O Mato Grosso do Sul é um estado reconhecido pela sua beleza natural e ecoturismo, e pode ser referência na solução desse grave problema. O objetivo da nossa união é manter a fauna do nosso Estado viva!

Nem sempre morrem só animais, e eles não são culpados

Nas colisões que envolvem fauna, nem sempre há uma só vítima fatal. Em alguns casos, a tragédia pode ser maior e, além da vida animal, também custar vidas humanas.

“Além da morte dos animais, que conta somente pela perspectiva da conservação da fauna e entra nas estatísticas, devemos ressaltar a gravidade das colisões para a segurança humana“, ressalta Fernanda Abra.

A especialista selecionou alguns links de reportagens publicadas desde 2015 sobre esses acidentes – a maioria com antas – para exemplicar a situação dos animais que atravessar estradas:

o acidente mais recente envolveu um veado e um motociclista que morreu na hora, na MS-382. “Essa é a rodovia na qual o governo do Mato Grosso do Sul planeja asfaltar trecho de 50 km este ano, próximo ao Parque Nacional da Serra da Bodoquena”, conta Fernanda;
também em 2021, acidente envolvendo uma anta teve uma vítima fatal, além de quatro feridos, e o carro ficou destruído;
em 2020, outra anta foi atropelada por uma caminhonete: o motorista perdeu o controle do carro e foi parar na pista contrária, batendo de frente com um caminhão: duas pessoas morreram;
também no ano passado, três pessoas de uma mesma família morreram após carro desviar de anta e colidir com uma carreta;
em 2017, acidente envolvendo anta deixou quatro mortos em rodovia de MS.
em 2015, o acidente mais grave dos 160 que haviam ocorrido até setembro, envolveu uma anta, atropelada por um caminhão carregado de agrotóxicos, que bateu de frente numa van e explodiu: morreram oito pessoas.

## Linhas fornecidas

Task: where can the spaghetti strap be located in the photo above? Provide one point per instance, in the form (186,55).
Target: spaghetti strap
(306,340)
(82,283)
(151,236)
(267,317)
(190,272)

## Enunciado
Reescreva a parte do trecho sobre atropelamentos de fauna que começa em "O Mato Grosso do Sul é" e termina em "custar vidas humanas.", trocando "ecoturismo" por "turismo ecológico". As linhas fornecidas não têm nenhuma relação com o trecho selecionado.

## Resposta
O Mato Grosso do Sul é um estado reconhecido pela sua beleza natural e turismo ecológico, e pode ser referência na solução desse grave problema. O objetivo da nossa união é manter a fauna do nosso Estado viva!

Nem sempre morrem só animais, e eles não são culpados

Nas colisões que envolvem fauna, nem sempre há uma só vítima fatal. Em alguns casos, a tragédia pode ser maior e, além da vida animal, também custar vidas humanas.